> EXERCISE REQUIREMENTS
Return, character for character, everything in the items below from their start down to and including the line that contains "394 141 1280 850", omitting the pictures.

Extracted records:
# # #

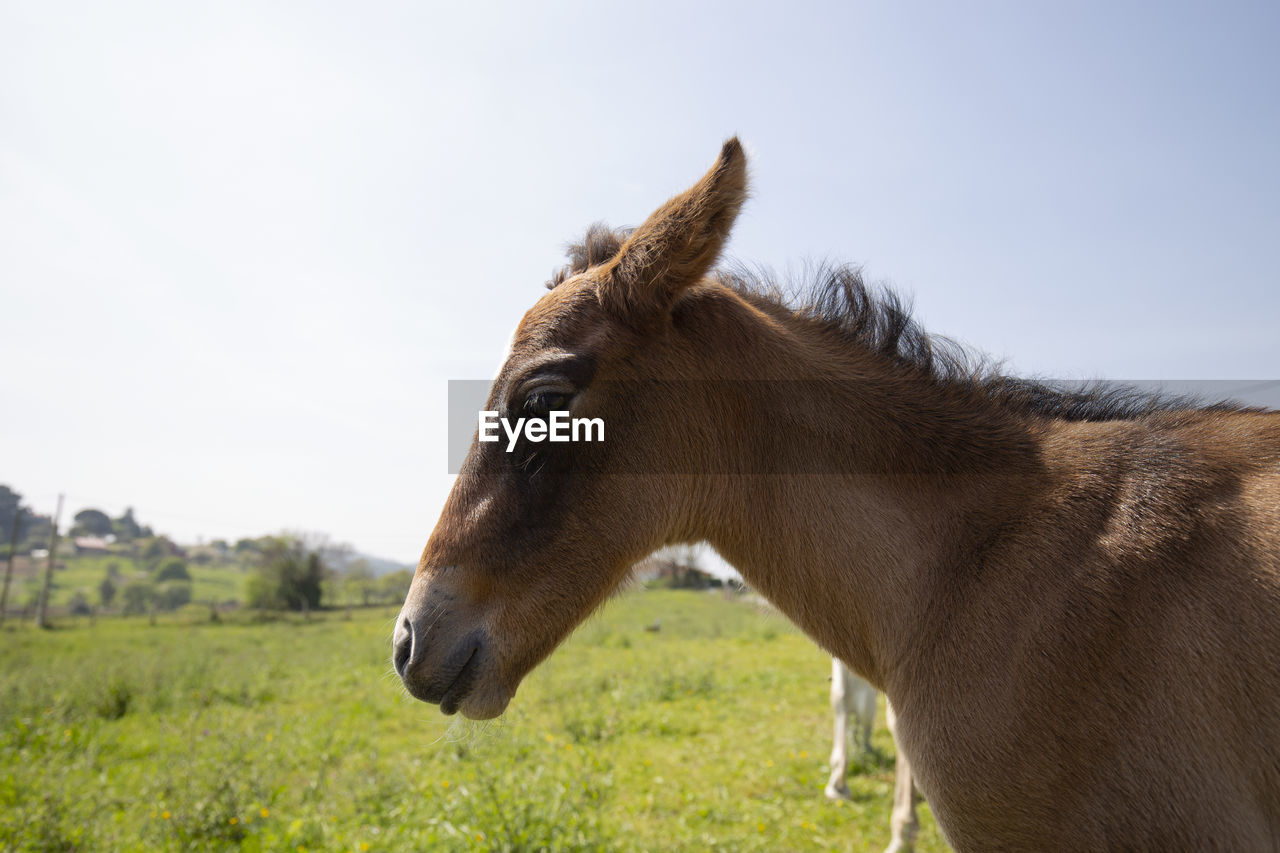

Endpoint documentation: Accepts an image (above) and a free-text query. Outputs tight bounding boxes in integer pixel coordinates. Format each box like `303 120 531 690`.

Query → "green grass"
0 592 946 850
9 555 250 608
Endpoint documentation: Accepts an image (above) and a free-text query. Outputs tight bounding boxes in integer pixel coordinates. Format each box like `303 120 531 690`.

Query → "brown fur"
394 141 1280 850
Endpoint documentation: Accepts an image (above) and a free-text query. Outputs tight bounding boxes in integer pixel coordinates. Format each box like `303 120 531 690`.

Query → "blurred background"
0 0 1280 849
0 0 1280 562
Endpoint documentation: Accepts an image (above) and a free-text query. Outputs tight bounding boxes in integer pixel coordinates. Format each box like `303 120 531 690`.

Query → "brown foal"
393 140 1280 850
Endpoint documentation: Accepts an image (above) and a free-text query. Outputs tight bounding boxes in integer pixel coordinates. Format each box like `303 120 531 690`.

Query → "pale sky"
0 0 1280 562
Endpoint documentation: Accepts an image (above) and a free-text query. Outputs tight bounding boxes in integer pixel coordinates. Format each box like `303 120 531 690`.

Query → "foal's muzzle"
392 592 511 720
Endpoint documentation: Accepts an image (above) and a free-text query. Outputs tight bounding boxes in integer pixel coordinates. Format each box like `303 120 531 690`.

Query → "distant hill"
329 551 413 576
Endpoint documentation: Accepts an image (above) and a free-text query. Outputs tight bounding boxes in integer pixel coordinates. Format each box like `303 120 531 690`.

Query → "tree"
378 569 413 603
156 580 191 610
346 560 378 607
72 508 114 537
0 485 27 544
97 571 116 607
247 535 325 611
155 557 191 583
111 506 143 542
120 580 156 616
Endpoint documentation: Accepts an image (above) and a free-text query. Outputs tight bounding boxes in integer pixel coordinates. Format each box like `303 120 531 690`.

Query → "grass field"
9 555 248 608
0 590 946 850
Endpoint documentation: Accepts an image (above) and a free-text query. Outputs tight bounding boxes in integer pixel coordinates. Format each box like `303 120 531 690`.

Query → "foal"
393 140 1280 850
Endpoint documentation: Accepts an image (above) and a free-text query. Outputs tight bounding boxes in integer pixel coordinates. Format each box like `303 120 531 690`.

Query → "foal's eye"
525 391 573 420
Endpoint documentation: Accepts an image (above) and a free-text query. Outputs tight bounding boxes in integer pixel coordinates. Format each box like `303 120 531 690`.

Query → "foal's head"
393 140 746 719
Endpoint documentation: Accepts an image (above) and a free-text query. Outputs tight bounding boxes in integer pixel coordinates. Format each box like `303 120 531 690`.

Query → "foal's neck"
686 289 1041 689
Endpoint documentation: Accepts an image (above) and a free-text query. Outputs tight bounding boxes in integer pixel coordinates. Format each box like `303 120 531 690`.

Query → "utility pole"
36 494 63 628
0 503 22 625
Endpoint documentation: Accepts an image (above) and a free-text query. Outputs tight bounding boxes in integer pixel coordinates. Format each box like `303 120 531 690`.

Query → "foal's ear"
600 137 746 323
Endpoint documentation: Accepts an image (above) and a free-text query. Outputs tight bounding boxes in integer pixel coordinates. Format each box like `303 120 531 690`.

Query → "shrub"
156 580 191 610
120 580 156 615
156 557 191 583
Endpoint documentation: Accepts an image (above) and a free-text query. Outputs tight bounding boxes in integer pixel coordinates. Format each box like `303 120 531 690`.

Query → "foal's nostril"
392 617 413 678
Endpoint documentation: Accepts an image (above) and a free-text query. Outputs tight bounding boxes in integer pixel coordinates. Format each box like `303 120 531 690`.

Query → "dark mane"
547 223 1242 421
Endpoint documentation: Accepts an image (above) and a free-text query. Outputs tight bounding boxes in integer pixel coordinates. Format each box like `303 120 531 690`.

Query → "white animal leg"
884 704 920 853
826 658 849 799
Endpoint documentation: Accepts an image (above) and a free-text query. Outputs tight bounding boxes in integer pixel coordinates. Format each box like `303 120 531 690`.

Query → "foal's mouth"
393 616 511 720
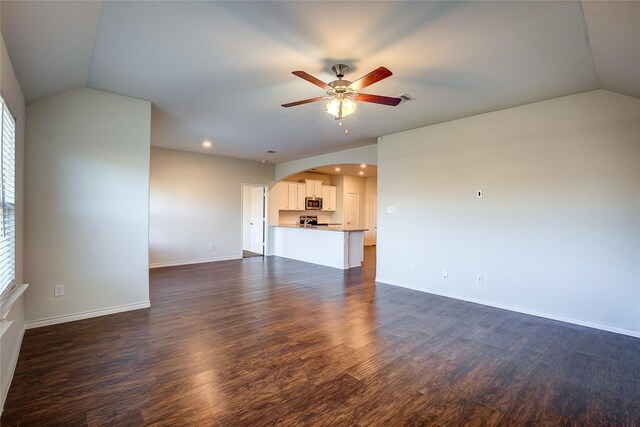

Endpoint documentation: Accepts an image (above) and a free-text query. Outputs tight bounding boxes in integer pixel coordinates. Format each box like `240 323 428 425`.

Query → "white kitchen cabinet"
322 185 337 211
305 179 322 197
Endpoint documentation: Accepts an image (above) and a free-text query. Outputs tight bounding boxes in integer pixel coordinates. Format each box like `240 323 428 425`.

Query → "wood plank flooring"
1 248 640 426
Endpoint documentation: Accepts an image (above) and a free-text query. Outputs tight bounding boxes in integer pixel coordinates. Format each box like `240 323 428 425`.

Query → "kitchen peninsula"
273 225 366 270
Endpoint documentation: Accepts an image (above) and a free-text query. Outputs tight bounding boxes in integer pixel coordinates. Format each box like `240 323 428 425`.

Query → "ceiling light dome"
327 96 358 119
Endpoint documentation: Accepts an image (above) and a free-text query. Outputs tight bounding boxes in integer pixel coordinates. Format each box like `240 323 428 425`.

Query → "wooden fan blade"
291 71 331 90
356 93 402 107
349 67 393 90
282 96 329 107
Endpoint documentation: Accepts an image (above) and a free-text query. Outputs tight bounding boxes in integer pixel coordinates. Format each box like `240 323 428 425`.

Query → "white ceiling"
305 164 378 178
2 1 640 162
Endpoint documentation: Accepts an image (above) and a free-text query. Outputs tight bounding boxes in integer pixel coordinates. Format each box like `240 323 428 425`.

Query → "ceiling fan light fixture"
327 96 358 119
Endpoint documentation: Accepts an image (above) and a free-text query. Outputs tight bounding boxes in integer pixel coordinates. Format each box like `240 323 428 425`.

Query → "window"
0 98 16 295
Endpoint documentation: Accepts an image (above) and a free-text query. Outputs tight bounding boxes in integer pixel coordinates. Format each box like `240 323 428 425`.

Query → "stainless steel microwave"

# # #

> CORRECT RESPONSE
Endpoint documentation: Accepts an image (above) and a free-text query. Outputs tight bounding boxes in integer pixel coordinates. Format each box like `303 120 531 690`.

Query → "green grass"
0 592 946 850
9 555 250 608
Endpoint documentation: Accepts an image (above) and a free-text query. Outputs tight bounding boxes in integer pixel coordinates. Format each box like `303 120 531 690`.

Query → "brown fur"
394 141 1280 850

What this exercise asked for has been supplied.